# SOURCE

━━━━━━━━

Like tax evasion, tax fraud involves using deceit and other fraudulent means to defraud a person or the public of money, service or a security. It is an offence under s.380 of the Criminal Code, with government documents noting that “the quality of life that all Canadians enjoy is supported by the taxes we pay.”
If you knowingly provide false information on your tax return, you may be found guilty of tax fraud. Examples would include:
overstating your expenditures;
neglecting to list an income source;
failing to file a tax return; or
claiming to reside in one province while actually living somewhere else.
You can also be prosecuted under the Income Tax Act or the Excise Tax Act.
What Is the Penalty for Tax Fraud?
If the value of the tax fraud is more than $5,000, the charge will be treated as an indictable offence under the Criminal Code, with a maximum sentence of 14 years in prison. Tax frauds valued at less than $5,000 are handled as summary convictions, with a maximum penalty of two years in jail.
If you file a false tax return and are charged with tax fraud under S.238 of the Income Tax Act or S.326(1) of the Excise Tax Act, you face a maximum fine of $25,000, 12 months in jail, or both.
If you participated in making false or deceptive statements, evading a tax payment or destroying or altering financial records, you could be charged under S.239 of the Income Tax Act.
If the charge is treated as a summary conviction, the maximum penalty is a fine of up to 200 percent of the amount of the tax that was sought to be evaded, two years in jail or both.
If the charge is prosecuted as an indictable offence, the maximum fine is 200 percent of the value of the fraud and/or a five-year prison term.
Audits vs. Criminal Investigations
An audit is considered a civil matter, verifying that information provided by a taxpayer to the Canadian Revenue Agency (CRA) is correct. You may be ordered to pay more money if discrepancies are found.

━━━━━━━━

# SHORT PROBLEM 1
Answer these questions from the text on Canadian tax fraud:
(a) Under which section of the Criminal Code is tax fraud an offence?
(b) What is the maximum prison sentence when the value of the tax fraud is more than $5,000?
(c) What kind of matter is an audit considered?

# MATERIAL TO PROCESS

━━━━━━━━

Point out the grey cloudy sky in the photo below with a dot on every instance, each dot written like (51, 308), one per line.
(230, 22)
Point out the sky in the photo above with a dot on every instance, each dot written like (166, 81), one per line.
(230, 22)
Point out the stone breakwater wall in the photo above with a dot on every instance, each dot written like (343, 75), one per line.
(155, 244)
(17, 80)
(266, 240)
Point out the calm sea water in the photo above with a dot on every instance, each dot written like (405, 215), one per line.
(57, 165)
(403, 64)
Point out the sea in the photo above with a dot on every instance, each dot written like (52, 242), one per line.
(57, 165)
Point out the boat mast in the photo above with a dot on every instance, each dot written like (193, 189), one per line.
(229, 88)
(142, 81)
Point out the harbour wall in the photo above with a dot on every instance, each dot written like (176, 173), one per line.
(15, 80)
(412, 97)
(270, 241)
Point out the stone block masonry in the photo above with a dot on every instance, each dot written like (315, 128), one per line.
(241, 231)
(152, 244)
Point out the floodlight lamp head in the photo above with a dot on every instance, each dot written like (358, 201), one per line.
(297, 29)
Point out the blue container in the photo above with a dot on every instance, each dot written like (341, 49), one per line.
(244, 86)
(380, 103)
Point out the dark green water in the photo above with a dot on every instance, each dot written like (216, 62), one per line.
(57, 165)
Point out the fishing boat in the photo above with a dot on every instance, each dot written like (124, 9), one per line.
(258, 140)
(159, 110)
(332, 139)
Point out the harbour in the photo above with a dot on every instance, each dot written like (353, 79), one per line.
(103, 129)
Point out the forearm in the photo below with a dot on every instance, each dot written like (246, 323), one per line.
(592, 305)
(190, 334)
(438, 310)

━━━━━━━━

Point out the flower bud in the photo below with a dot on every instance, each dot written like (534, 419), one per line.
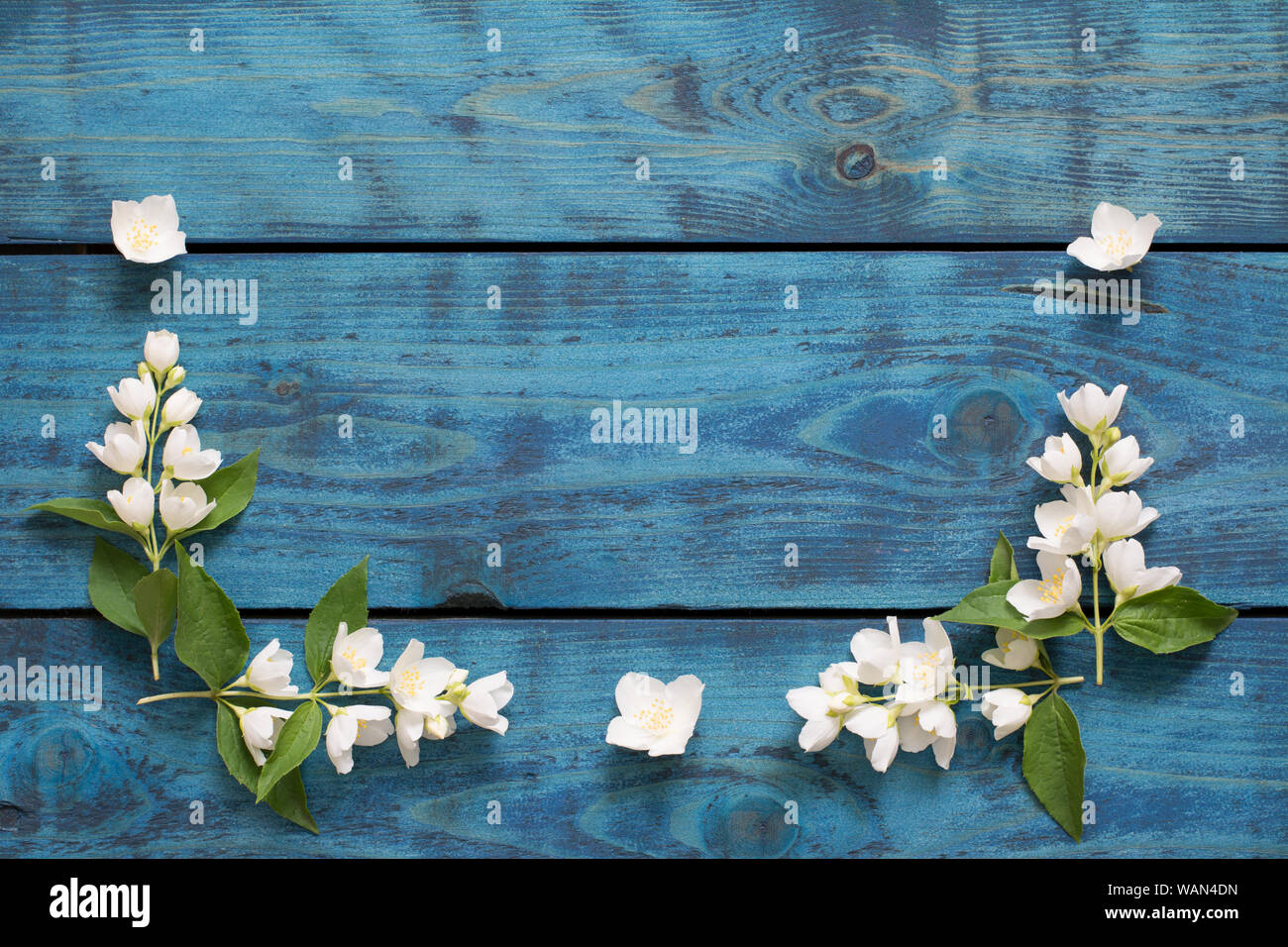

━━━━━━━━

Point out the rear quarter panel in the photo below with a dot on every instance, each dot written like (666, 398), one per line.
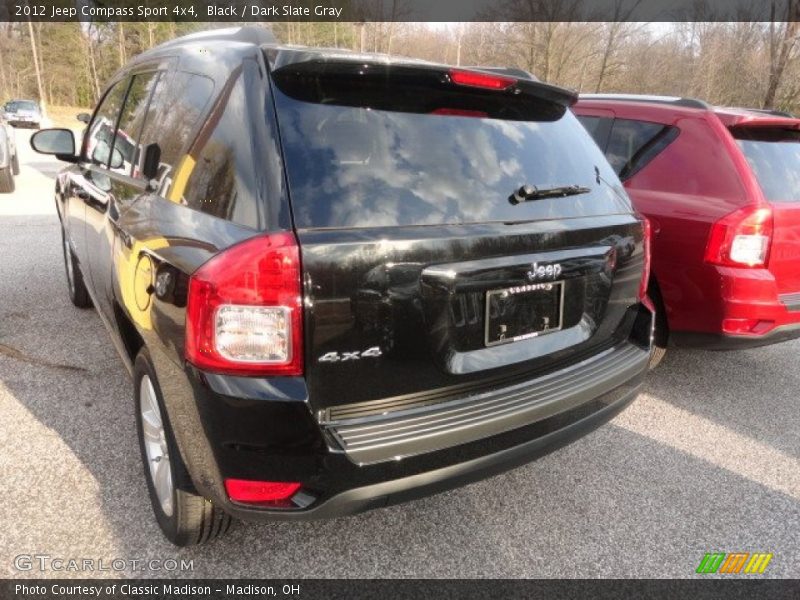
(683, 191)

━━━━━━━━

# SHORT PROBLEM 2
Count the lines of the records that contain the word "wall", and reply with the number alone.

# FULL OUTPUT 1
(a) Section 380 of the Criminal Code.
(b) 14 years in prison.
(c) A civil matter.

# FULL OUTPUT 2
2